Segment Start: PROVIDED DATA

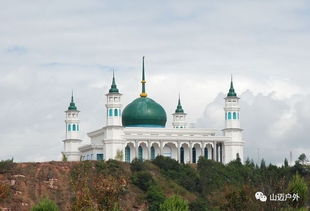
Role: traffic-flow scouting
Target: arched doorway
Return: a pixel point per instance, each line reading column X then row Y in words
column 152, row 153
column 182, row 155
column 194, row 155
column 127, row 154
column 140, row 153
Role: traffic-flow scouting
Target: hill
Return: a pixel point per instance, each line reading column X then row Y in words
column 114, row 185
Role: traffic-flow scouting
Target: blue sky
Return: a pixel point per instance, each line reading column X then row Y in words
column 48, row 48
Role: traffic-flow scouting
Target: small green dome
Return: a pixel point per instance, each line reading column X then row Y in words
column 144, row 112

Segment End: PROVIDED DATA
Segment Start: PROVIDED DATA

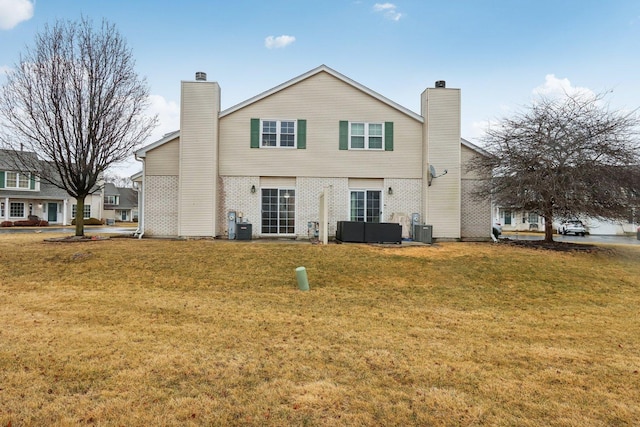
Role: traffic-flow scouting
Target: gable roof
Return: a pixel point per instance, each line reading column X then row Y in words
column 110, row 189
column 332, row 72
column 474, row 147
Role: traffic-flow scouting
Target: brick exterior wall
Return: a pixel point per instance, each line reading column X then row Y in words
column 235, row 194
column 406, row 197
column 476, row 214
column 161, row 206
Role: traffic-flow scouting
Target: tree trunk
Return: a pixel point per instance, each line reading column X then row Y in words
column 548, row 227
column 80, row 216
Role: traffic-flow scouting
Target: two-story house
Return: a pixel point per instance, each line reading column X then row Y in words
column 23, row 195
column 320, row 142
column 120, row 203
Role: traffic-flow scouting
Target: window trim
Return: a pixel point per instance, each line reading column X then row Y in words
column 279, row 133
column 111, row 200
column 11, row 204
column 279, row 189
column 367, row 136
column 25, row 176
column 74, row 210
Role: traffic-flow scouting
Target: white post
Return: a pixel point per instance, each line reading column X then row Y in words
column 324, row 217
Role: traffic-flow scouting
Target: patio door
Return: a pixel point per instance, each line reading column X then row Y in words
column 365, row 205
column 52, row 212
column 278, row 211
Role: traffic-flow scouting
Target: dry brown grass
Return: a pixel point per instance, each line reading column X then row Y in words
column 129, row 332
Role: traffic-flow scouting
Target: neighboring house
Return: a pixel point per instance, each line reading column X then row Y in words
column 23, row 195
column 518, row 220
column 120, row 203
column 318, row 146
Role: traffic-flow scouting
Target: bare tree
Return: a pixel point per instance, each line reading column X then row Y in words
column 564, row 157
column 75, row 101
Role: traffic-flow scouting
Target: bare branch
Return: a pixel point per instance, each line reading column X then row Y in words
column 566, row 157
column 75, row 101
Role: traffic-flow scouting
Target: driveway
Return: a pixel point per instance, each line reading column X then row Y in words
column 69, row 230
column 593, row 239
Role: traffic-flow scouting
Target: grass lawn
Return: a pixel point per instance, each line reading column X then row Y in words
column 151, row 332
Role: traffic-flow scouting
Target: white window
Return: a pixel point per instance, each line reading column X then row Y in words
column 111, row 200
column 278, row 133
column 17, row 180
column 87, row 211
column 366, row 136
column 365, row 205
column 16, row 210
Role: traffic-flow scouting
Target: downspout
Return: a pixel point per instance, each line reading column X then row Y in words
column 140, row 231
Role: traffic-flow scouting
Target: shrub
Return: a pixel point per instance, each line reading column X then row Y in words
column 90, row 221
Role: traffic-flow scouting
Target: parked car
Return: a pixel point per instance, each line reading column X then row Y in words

Segment End: PROVIDED DATA

● WORK TO COMPLETE:
Search the entries above for the string "house". Copy each line in which it appears.

● REPLY:
Target: two-story house
Target: neighboring house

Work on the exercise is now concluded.